Prompt: Rewrite the material below with every "drop a single dot" changed to "place one marker", keeping all other text the same.

Dataset excerpts on object pointing:
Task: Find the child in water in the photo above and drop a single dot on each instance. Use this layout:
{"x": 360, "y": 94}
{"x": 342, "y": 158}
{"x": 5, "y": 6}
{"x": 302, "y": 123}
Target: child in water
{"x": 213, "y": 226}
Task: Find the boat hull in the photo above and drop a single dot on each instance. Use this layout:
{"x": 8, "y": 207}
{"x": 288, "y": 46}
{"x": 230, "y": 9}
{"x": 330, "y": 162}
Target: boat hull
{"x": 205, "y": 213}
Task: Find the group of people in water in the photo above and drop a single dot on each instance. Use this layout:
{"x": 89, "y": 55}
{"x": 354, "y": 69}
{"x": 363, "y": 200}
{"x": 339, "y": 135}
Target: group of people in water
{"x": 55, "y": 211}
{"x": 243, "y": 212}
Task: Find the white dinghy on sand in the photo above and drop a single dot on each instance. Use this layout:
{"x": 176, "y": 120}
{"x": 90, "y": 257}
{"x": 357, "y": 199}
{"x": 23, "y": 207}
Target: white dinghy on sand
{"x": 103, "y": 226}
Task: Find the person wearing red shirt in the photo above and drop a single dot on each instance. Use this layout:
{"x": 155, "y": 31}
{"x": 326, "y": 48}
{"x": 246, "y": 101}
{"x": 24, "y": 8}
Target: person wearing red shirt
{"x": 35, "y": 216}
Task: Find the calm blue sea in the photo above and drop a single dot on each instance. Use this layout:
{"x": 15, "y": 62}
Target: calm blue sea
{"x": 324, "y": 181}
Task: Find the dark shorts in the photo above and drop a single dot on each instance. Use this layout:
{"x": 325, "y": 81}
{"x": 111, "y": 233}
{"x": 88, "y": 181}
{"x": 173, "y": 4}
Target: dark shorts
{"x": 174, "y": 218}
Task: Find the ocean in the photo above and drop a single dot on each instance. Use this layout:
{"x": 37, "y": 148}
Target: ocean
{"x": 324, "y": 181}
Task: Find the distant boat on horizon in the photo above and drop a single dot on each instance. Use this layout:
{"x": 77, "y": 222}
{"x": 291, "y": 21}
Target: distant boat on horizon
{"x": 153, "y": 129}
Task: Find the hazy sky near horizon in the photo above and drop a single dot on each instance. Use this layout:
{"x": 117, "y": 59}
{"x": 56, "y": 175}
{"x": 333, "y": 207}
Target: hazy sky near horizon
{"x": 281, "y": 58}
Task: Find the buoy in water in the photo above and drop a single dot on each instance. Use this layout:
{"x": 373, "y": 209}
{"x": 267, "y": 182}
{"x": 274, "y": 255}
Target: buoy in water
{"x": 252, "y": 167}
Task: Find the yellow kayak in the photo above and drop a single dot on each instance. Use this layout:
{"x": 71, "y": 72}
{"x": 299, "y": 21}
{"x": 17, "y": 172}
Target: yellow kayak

Output below:
Task: Find the child in water in the photo above and place one marker on each instance. Use this layout:
{"x": 360, "y": 94}
{"x": 342, "y": 158}
{"x": 5, "y": 6}
{"x": 302, "y": 123}
Target: child in water
{"x": 213, "y": 226}
Task: Find the boat hull in the photo above and place one marker on each instance. Use this layout:
{"x": 8, "y": 207}
{"x": 288, "y": 46}
{"x": 230, "y": 9}
{"x": 330, "y": 162}
Target: boat hull
{"x": 205, "y": 213}
Task: Find the group of people in water in the photo above and place one marker on each instance. Use this layout:
{"x": 89, "y": 55}
{"x": 354, "y": 69}
{"x": 363, "y": 200}
{"x": 339, "y": 135}
Target: group of people in water
{"x": 55, "y": 211}
{"x": 243, "y": 212}
Task: Find the white dinghy on sand in the photo above and place one marker on each instance. Use this layout:
{"x": 176, "y": 120}
{"x": 90, "y": 257}
{"x": 357, "y": 199}
{"x": 23, "y": 207}
Target: white dinghy on sand
{"x": 103, "y": 226}
Task: Find the person wearing red shirt in the photo above and place one marker on each instance. Use this layout:
{"x": 155, "y": 31}
{"x": 326, "y": 48}
{"x": 246, "y": 101}
{"x": 24, "y": 8}
Target: person wearing red shirt
{"x": 35, "y": 216}
Task: Find the calm blue sea in the photo above and place one marker on each instance. Use this layout:
{"x": 15, "y": 62}
Target: calm blue sea
{"x": 324, "y": 181}
Task: Find the dark shorts in the photo above and place one marker on each instance. Use this layout:
{"x": 325, "y": 81}
{"x": 111, "y": 233}
{"x": 88, "y": 181}
{"x": 173, "y": 4}
Target: dark shorts
{"x": 174, "y": 218}
Task: Find the ocean in the photo above and place one marker on each instance. Use this layout:
{"x": 37, "y": 148}
Target: ocean
{"x": 324, "y": 181}
Task: Find the distant boat on horizon in the photo above and place one marker on each instance. Use this layout:
{"x": 77, "y": 222}
{"x": 291, "y": 21}
Target: distant boat on horizon
{"x": 153, "y": 129}
Task: Find the hazy sky near horizon in the photo above and place one marker on each instance. Use this layout:
{"x": 117, "y": 59}
{"x": 56, "y": 175}
{"x": 333, "y": 207}
Target: hazy sky near horizon
{"x": 281, "y": 58}
Task: Find the buoy in water in the photo above and place one marker on each instance. Use this layout:
{"x": 373, "y": 209}
{"x": 267, "y": 182}
{"x": 274, "y": 255}
Target: buoy in water
{"x": 252, "y": 167}
Task: Find the yellow kayak in the photo above and place one marker on each instance. Use this layout:
{"x": 71, "y": 72}
{"x": 299, "y": 21}
{"x": 17, "y": 172}
Target: yellow kayak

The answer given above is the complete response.